● MATERIAL FOR THE TASK
-- -- --

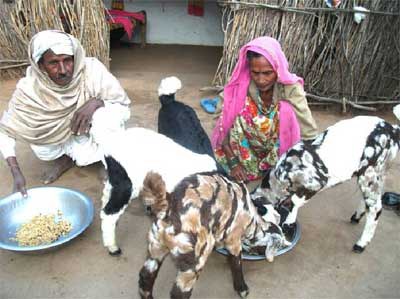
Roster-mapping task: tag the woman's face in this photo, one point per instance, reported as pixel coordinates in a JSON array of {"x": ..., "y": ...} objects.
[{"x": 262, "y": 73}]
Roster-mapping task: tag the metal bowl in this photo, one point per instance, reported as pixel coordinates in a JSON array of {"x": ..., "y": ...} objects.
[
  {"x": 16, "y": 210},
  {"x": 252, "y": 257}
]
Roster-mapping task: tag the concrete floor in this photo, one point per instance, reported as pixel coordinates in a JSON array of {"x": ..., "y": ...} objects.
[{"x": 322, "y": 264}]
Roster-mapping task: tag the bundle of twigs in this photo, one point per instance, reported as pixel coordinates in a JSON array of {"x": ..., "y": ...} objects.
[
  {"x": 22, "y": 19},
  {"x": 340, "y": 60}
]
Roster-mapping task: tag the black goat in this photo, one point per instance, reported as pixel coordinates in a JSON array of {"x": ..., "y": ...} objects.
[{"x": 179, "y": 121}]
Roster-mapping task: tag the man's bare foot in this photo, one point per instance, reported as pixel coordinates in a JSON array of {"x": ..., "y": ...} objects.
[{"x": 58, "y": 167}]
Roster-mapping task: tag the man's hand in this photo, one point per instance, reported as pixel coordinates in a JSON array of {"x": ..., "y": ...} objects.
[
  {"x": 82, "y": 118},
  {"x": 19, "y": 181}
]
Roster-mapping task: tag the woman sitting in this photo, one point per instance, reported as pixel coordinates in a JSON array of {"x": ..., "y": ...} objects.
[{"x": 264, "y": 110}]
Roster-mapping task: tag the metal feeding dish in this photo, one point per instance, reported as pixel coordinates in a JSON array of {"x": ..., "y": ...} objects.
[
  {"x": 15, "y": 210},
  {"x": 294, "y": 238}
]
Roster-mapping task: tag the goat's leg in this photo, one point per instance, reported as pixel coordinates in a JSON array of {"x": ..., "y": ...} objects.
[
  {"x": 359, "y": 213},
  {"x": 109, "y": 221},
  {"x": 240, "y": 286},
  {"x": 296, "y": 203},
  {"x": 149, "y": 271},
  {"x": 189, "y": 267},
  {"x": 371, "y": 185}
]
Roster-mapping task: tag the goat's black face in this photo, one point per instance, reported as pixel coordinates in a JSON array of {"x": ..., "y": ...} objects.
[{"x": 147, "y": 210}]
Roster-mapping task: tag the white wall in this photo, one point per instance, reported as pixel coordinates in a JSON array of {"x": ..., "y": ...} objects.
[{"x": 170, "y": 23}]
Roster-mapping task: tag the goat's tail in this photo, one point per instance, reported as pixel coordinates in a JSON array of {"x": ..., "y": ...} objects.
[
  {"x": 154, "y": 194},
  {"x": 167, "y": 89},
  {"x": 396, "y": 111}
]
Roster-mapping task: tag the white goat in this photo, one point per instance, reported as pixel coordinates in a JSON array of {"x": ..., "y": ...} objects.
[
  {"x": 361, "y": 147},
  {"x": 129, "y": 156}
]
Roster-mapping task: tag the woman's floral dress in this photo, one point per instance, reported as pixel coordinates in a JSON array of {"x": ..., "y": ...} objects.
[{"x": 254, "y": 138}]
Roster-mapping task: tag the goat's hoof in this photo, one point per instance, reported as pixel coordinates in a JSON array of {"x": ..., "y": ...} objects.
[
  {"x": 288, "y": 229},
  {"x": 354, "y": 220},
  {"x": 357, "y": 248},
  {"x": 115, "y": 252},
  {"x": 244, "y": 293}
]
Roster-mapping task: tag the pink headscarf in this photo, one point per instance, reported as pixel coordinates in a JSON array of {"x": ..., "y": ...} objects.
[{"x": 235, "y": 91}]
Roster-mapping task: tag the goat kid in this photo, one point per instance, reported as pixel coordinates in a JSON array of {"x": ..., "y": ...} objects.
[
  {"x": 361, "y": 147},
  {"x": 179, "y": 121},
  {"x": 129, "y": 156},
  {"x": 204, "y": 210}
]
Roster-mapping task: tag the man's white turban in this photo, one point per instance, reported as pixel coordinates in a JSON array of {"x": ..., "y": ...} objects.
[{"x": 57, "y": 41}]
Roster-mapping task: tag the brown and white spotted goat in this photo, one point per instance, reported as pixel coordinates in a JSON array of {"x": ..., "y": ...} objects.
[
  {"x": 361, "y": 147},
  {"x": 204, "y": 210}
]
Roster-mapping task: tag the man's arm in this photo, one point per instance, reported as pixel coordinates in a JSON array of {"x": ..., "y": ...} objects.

-- -- --

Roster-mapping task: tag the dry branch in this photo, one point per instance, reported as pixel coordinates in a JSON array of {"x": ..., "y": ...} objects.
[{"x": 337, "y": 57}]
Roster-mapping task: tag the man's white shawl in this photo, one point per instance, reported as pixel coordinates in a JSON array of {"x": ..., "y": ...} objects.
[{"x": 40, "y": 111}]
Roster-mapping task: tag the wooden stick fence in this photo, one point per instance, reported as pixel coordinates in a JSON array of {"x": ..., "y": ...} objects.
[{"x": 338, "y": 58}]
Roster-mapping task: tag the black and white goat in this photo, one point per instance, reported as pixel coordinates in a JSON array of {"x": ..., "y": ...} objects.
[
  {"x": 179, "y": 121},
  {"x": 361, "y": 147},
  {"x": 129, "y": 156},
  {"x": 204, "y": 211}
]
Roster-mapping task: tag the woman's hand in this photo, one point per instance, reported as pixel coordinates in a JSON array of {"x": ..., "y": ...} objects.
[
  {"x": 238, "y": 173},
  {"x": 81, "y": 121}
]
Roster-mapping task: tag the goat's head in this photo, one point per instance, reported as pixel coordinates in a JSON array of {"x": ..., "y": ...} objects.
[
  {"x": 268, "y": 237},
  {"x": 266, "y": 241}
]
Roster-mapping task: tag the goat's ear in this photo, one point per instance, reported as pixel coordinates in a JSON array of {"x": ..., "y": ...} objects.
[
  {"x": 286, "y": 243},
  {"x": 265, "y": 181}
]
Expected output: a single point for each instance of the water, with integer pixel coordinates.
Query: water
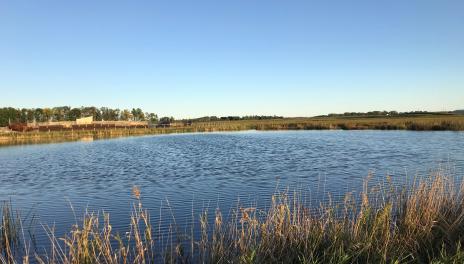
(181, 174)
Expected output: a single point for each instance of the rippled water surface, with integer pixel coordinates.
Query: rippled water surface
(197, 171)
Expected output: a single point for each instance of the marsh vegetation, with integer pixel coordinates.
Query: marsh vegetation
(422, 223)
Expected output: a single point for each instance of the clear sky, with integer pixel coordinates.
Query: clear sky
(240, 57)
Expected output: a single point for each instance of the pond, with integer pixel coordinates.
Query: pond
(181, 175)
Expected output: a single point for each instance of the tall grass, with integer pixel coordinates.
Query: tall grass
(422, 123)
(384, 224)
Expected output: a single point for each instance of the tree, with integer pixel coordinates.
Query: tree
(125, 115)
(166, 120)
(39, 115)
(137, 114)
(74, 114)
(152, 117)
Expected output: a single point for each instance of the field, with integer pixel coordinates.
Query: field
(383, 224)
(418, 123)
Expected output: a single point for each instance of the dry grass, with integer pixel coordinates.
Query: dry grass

-- -- --

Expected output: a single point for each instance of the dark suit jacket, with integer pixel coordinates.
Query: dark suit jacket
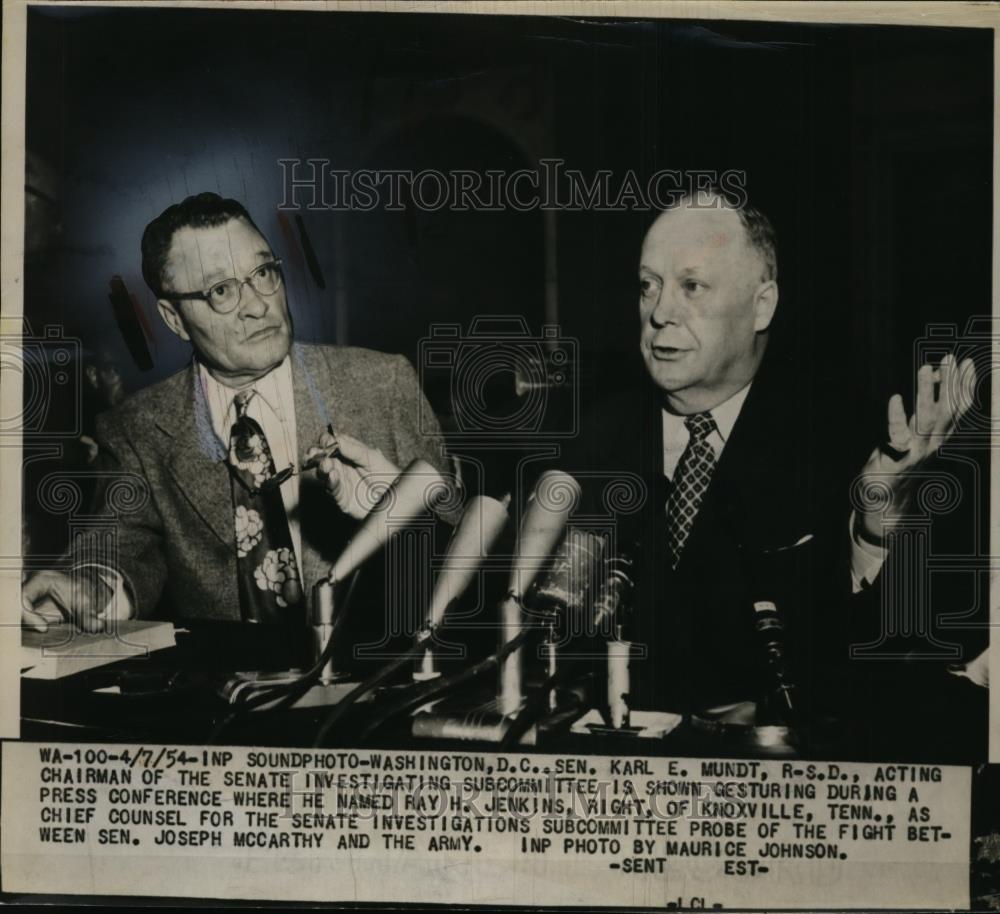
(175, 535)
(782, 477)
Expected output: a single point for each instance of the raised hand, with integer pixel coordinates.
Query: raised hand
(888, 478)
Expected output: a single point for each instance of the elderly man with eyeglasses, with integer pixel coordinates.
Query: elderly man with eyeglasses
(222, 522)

-- -- --

● BRIEF
Send back an exact copy of only the lines from the line with "Roster-mapping task: tag the man's white turban" up to and including the line with "Roster-mapping task: tag the man's arm" in the data above.

● TASK SOLUTION
Roster-mapping task: tag the man's white turban in this photo, one point per instance, reported as pixel coordinates in a JSON array of {"x": ..., "y": ...} objects.
[{"x": 57, "y": 41}]
Roster-mapping task: tag the brown and white spotted goat in this photo, one point per instance, reported as pixel coordinates in a JSON array of {"x": ..., "y": ...} objects.
[
  {"x": 361, "y": 147},
  {"x": 204, "y": 210}
]
Roster-mapping task: tag the man's arm in this photo, one point per instance, reported as pixel coordinates in a JSON array of {"x": ..., "y": ...} objects.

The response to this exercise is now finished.